-- What is expected --
Exact repetition, please: start with the line where "Query: metal highlight on fur" appears and stop after the final line of the records.

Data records
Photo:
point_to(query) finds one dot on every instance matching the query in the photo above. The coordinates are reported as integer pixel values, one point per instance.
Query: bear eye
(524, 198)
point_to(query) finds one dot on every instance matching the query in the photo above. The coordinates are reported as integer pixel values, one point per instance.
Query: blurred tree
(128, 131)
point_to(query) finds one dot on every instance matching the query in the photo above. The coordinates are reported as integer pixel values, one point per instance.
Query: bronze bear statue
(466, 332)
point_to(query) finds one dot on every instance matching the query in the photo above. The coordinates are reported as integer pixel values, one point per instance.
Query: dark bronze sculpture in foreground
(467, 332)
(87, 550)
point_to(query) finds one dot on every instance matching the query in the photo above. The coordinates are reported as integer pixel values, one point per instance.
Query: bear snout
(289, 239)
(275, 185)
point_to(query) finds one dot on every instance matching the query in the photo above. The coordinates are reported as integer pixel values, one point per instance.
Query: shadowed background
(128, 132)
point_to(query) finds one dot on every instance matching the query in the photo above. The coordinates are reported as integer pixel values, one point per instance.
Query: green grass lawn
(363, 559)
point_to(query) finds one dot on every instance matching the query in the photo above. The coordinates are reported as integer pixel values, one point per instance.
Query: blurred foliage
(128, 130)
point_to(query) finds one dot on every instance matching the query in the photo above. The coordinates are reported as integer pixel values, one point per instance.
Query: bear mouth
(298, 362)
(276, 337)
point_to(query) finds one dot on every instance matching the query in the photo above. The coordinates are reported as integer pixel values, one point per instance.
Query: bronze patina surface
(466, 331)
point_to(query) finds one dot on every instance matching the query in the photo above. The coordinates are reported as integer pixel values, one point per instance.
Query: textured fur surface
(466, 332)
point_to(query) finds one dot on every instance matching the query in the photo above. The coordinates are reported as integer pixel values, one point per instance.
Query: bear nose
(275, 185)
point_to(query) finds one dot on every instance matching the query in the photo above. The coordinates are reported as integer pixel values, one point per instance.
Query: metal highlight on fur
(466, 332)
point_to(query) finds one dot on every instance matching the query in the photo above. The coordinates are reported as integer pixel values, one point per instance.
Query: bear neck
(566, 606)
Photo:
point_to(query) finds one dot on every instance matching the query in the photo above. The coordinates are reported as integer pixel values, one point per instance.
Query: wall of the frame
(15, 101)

-- Final answer --
Query: metal highlight on fur
(466, 332)
point_to(query) finds one dot on every instance matching the query in the photo above. The coordinates are reported as integer pixel values, one point per instance.
Query: bear neck
(566, 606)
Photo:
point_to(query) finds one dot on every instance matching the query in the photo above. The coordinates are reported as integer pixel values, one point per instance.
Query: wall of the frame
(15, 101)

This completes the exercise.